# УСЛОВИЕ ЗАДАЧИ
Продолжите рассказ о визите чехов в мастерские и об отношении искусствоведов к художникам, начав сразу после его последнего предложения.

-------- ФРАГМЕНТ ДОКУМЕНТА

Они посмотрели — да, концептуально написано и рассказана концепция, а дальше что он будет делать? Это для него тупик! Они прекрасно поняли, что я никогда не откажусь от традиционной живописи. Чехи прошлись по мастерским, им понравился Кабаков, хотя и он не очень после биеннале удивил. Но все-таки был им ближе. Потому что он уже тогда делал свои концептуальные вещи, Марью Ивановну и гвоздь на кухне — весь кабаковский мир уже тогда был. Потом он просто менял манеру исполнения — на Западе нужны большие инсталляции, нужно оформлять комнаты вместо альбомов. Те же самые сюжеты — но язык, которым он выражается, ближе Бобуру и другим музеям современного искусства. Искусствоведы же по-другому не могут ни мыслить, ни говорить, иначе их самих не признают. Здесь они точно такие же, только первичные, в России — вторичные. Возьмите Катю Деготь или Ромера — уже заранее известно, как они отнесутся к тому или иному художнику. Что бы им ни показали, все расставлено на места заранее, еще ничего не видя. Тогда было то же самое.

----------------
-------- ИСХОДНЫЕ ДАННЫЕ

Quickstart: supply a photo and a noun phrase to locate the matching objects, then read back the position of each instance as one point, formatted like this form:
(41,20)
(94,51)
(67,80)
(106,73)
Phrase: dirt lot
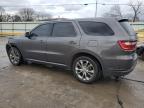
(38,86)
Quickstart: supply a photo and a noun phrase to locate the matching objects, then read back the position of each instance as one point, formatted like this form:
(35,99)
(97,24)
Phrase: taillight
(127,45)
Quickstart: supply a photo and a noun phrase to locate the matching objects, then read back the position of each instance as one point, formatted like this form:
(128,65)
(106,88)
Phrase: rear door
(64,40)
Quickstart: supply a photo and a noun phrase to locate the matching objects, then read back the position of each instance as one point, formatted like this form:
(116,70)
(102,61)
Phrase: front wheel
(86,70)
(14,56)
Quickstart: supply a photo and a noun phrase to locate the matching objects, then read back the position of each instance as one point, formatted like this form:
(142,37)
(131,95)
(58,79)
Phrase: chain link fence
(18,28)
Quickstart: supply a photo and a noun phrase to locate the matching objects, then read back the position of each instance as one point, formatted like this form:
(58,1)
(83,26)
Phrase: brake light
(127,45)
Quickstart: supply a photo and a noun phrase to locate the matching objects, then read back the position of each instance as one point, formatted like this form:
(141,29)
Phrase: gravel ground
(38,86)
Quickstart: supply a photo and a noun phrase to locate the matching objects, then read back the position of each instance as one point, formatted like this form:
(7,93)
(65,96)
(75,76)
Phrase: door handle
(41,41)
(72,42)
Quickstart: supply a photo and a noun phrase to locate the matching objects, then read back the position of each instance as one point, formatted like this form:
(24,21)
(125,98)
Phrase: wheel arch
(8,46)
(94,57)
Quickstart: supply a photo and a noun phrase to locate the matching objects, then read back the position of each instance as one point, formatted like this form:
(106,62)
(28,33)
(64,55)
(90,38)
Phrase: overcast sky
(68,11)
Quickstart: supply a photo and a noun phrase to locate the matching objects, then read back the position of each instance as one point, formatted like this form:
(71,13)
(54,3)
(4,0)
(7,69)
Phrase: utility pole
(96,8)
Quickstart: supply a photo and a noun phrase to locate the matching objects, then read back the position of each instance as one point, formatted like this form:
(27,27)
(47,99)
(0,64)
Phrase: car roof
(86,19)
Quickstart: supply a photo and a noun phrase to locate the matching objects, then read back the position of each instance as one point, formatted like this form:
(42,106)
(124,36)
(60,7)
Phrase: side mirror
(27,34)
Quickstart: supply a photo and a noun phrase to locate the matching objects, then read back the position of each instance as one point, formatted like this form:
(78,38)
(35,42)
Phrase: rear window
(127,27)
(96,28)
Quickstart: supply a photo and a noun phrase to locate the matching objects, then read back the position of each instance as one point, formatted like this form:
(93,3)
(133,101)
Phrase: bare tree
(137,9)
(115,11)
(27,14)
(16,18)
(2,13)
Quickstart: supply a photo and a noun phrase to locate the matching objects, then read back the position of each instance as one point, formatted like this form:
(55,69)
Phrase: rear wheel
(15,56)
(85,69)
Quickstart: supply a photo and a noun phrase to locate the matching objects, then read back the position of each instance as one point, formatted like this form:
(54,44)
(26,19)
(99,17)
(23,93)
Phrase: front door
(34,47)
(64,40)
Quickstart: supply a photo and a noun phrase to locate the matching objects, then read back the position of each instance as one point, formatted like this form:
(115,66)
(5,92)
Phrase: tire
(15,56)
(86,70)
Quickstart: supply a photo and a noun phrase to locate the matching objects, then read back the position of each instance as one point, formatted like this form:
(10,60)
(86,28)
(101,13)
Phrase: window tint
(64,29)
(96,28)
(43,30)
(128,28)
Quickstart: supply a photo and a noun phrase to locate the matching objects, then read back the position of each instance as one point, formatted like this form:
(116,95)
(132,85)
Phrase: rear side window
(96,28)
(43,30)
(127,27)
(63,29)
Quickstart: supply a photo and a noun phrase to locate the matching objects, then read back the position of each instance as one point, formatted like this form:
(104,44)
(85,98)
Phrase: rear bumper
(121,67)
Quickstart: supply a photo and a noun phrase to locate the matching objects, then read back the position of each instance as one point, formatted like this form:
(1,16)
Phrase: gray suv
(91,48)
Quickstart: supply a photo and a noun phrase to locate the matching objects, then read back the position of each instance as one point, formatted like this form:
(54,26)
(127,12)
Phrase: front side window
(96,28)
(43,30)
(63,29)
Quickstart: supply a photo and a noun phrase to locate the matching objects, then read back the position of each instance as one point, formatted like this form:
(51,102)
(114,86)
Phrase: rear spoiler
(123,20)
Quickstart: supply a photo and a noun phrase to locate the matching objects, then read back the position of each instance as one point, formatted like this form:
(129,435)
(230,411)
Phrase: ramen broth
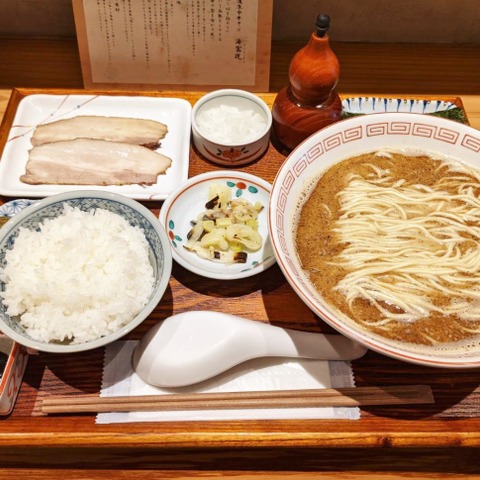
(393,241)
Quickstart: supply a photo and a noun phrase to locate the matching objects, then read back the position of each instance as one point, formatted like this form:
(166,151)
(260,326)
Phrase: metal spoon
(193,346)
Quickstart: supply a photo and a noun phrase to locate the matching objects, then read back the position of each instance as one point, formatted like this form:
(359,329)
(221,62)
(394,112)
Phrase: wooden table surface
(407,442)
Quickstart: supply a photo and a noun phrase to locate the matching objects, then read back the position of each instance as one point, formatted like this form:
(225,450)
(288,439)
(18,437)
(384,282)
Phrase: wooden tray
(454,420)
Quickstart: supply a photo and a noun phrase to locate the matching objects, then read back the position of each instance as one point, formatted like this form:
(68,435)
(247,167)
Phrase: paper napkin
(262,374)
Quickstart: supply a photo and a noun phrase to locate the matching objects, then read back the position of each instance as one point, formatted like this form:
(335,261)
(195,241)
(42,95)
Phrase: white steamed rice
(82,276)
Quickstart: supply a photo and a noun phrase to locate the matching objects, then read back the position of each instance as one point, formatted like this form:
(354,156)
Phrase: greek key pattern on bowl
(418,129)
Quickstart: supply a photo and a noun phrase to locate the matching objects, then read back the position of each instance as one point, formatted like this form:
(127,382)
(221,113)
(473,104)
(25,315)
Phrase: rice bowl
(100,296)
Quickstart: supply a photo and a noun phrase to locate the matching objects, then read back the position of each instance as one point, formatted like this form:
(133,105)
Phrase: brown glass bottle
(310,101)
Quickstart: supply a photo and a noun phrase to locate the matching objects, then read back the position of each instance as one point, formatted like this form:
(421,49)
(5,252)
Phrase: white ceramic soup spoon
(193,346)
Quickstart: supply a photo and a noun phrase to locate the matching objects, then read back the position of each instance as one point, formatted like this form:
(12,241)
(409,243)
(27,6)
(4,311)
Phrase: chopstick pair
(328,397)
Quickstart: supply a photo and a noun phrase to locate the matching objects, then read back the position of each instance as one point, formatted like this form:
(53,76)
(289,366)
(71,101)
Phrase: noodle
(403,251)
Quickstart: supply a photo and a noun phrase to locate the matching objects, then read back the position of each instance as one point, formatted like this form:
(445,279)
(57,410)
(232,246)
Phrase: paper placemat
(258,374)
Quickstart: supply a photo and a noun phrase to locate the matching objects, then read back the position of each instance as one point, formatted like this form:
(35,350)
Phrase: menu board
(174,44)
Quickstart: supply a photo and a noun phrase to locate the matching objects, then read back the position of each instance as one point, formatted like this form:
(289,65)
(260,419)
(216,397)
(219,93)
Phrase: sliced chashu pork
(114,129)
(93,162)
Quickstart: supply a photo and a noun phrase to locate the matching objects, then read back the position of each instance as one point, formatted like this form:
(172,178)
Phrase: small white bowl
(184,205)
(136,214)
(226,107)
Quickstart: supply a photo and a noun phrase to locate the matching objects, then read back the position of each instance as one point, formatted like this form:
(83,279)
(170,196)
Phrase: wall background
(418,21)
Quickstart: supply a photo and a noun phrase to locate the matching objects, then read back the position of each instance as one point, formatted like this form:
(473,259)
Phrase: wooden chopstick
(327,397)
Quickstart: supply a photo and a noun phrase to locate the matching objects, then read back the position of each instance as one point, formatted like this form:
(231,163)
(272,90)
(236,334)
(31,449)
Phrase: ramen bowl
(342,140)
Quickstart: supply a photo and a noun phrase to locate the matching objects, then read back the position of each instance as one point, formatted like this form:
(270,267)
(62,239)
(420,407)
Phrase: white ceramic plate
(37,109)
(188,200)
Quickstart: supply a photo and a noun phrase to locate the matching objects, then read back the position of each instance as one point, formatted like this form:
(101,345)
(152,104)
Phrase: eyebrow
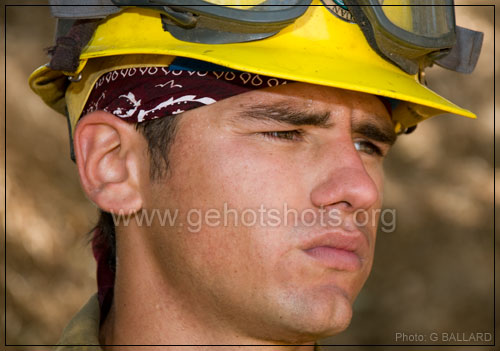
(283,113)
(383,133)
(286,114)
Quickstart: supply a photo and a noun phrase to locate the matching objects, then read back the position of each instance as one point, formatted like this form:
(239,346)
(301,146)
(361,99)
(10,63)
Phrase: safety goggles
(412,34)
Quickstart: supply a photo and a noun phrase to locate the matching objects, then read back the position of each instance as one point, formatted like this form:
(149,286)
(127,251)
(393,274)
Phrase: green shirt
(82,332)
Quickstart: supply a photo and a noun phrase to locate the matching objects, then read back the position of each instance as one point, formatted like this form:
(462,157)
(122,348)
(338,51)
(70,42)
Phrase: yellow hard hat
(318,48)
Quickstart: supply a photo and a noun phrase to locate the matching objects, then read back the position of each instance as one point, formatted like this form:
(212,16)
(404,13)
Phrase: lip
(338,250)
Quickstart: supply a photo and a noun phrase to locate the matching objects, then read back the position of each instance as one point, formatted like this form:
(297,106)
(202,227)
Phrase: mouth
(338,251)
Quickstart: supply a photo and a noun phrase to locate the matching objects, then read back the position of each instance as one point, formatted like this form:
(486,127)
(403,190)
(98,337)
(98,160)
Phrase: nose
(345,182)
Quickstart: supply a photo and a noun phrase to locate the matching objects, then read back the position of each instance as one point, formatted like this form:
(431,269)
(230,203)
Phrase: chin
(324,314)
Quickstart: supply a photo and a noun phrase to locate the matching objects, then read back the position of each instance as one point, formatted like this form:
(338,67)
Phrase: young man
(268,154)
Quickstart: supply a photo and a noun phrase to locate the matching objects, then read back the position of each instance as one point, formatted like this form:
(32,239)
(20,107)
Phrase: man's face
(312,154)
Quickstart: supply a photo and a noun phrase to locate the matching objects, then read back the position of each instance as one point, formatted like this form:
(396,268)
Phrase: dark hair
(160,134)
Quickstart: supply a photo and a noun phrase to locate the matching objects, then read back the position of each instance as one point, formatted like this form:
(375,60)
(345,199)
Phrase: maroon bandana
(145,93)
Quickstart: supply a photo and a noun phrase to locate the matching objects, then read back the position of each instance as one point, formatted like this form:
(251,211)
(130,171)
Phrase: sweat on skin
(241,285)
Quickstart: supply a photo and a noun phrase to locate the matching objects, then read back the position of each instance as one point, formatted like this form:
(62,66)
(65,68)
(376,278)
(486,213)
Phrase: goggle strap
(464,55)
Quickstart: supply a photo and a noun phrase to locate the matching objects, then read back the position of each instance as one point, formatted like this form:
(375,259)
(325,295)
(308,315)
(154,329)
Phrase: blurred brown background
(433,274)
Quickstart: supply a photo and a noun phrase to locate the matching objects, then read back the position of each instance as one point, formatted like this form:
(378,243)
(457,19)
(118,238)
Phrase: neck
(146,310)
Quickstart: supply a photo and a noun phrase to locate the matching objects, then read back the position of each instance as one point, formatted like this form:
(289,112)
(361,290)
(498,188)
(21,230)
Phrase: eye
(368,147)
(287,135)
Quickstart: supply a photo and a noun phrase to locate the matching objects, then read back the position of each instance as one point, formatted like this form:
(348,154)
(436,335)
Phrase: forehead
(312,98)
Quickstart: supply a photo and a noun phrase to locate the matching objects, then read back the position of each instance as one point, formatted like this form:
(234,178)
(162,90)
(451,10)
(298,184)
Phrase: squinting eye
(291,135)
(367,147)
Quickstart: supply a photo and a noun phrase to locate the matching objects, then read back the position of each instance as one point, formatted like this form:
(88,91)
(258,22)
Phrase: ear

----------------

# ОТВЕТ
Везде своя мафия — ваша мастерская напротив Бобура, но ни вас, ни вашего соседа Бруя там нет.
Здесь государственная поддержка искусства не имеет ничего общего с советской. Там была тотальная власть над художником, и то — Евгений Леонидович был в МОСХе, но ему никогда ничего не платили. А выгнали, так он вообще не художник получился. Здесь Бобур, конечно, государственное учреждение, но президент или министр не полезет приказывать директору. Это официальное искусство, оно оплачивается государством, они сами себя хозяева, но огромные возможности существуют и без них, бесконечные частные галереи и музеи. Все художники так и живут. Кто-то имеет заказы, у кого-то закупают — была целая полемика в журналах: «Мы против, это своя лавочка, у нескольких художников закупается, складывается в запаснике». Но здесь музей современного искусства считает, что у них единственно правильное искусство — в этом смысле где-то похоже на Советский Союз. Но это не только здесь, и в Америке тоже, во всех цивилизованных странах набор 100–200 художников примерно. Они и есть правильное современное искусство, все остальное само по себе.
Здесь возникает другая проблема — большинство работ вашего круга пропало, ушло из России.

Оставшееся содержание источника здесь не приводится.